> [AIM OF THE EXERCISE]: According to the Redbubble tips below, how does a phrase containing several tags count toward the 50-tag limit?
--- BEGIN EXTRACTED TEXT ---
Tag Phrases are Great
You can repeat individual tags within phrases for an extra boost. For example: “tower, bridge, tower bridge, tower bridge london” gives you 3 mentions of “tower” and 3 mentions of “bridge” for an overall boost in the search results for “tower bridge”. Furthermore a phrase containing several tags is counted as only one tag towards your 50 tag limit.
Redbubble Doesn’t Like a Lot of Common Tags
Redbubble removes some tags (and the tag phrases that include them!) when you publish your design. It also removes some other tags from a user’s search string before showing results. Removed tags include: apparel, clothes, clothing, tee, tees, t-shirt, tshirt, t shirt, tee-shirt, shirt, leggings, dress, dresses, pillows, sweatshirt, sweats, trendy, trending, sticker, stickers, gift, gifts, present, presents, relevant, home decor, canvas, wall art … there are many more. Every time you use one of these tags you are wasting space in your tag field. After publishing, check your tags. (Note that Redbubble does not remove these “banned” tags from titles.
Descriptions Can Be Useful
If you are pinning your products on Pinterest, having a good description can save you a lot of time. Clicking the Pinterest Save Button while you are on your product page should give you an image with a good pin description already filled in.
Double-Check Your Design Position and Size
After you have saved your design, Redbubble will show you it on all the products you have enabled. It is worth examining this view quite closely to make sure your design is nicely positioned on each product and at the optimum size. For example, it took me several months to understand that the standard placement of my design on greetings cards was way too high, and that my mugs were defaulting to a view that obscured the design.
Why Building Sales Takes Time
Everyone says that you need to have patience with Redbubble. That if you keep uploading sales will come. But why do we need to wait? The obvious reason is that it takes time for the most important search engine of all, Google, to index your designs. When you start with Redbubble you are not going to have that many links in Google so you are not going to get much organic traffic. As you start to post links to your designs on social media and on various websites like Pinterest, Google will start paying more attention to you. But it takes time for your designs to get indexed and to be findable. Be aware that something like 90% of all webpages are NOT indexed by Google. Take steps to make sure at least some of your designs are linked from somewhere outside of Redbubble.
Follows and Favorites are Important
So at the start, Google isn’t going to be much use to you. Rather you are going to need to rely on internal traffic at the Redbubble site itself. Obviously this means that you need to have good tags on your designs (see tips above). But it also seems obvious to me that that the more followers you profile has, and the more favorites your designs have, the better that internal traffic will be. Having followers internally gives you “link juice” — the reputation of your followers tends to rub off on you. The more followers you have the more likely your designs are likely to get a good reputation in Google. Not proven, but also likely, having many favorites is quite likely to improve the position of your product in the Redbubble search results.
If you are interested, join my Facebook Follows and Favorites group, which is dedicated to building these internal links.
--- END EXTRACTED TEXT ---
--- BEGIN GIVEN INFORMATION ---
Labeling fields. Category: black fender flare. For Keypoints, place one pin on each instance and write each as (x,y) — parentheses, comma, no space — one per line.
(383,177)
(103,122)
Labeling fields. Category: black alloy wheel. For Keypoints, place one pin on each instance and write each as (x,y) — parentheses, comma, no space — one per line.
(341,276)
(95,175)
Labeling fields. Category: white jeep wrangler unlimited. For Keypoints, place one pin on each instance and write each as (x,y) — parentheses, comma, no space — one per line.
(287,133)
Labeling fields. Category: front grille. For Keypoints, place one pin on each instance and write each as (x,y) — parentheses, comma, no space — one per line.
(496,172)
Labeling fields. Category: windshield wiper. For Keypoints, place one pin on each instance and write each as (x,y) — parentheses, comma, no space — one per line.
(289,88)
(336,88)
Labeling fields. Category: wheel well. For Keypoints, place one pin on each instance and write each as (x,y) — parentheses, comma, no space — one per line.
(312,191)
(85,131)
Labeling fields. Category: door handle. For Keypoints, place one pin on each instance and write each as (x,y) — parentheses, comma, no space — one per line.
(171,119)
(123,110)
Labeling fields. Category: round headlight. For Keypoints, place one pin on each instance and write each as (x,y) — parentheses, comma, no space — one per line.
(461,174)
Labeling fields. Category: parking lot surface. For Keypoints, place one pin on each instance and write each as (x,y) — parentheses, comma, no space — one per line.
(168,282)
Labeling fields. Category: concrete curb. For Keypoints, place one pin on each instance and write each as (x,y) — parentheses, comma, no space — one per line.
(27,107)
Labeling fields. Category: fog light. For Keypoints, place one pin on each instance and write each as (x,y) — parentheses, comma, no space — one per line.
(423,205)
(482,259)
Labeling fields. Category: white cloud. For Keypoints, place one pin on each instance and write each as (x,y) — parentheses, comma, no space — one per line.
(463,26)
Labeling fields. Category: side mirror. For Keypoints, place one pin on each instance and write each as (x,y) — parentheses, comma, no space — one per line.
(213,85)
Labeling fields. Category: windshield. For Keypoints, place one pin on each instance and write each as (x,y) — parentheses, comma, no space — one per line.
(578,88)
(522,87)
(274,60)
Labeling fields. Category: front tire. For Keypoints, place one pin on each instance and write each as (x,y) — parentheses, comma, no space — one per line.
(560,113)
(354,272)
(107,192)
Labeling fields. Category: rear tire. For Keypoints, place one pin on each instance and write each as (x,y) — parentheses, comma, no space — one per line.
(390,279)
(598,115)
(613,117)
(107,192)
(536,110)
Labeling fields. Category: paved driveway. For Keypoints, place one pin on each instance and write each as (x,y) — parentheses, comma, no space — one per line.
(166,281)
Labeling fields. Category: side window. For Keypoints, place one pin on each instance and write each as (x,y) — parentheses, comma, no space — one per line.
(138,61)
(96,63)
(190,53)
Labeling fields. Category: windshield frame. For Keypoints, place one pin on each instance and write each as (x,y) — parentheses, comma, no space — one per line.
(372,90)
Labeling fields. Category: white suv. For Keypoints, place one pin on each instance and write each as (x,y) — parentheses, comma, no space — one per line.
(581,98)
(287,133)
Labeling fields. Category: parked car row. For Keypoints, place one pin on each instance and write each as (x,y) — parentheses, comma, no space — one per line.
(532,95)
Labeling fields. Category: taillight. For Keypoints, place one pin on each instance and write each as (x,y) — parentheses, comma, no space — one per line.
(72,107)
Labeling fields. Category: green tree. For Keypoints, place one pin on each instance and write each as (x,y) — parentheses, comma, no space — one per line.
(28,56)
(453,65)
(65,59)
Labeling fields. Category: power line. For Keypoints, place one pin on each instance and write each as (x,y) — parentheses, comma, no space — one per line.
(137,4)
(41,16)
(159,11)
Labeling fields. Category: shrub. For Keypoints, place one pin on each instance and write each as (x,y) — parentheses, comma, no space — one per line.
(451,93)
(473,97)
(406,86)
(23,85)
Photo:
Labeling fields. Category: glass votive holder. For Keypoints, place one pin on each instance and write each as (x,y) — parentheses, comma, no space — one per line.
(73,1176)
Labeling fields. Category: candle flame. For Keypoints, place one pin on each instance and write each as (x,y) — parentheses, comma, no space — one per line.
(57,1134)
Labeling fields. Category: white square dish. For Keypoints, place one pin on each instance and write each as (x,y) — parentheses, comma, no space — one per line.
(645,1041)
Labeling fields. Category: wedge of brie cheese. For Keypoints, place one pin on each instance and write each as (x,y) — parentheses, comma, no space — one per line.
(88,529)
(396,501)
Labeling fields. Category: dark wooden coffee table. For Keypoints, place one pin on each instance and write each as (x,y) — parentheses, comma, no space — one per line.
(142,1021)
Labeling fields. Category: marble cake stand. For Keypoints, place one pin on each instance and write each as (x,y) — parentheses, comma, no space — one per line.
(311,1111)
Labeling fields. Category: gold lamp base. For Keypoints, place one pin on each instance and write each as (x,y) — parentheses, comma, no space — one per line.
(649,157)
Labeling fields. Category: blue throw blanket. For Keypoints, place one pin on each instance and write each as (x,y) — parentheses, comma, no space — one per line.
--- END GIVEN INFORMATION ---
> [SOLUTION TO THIS PROBLEM]: It counts as only one tag.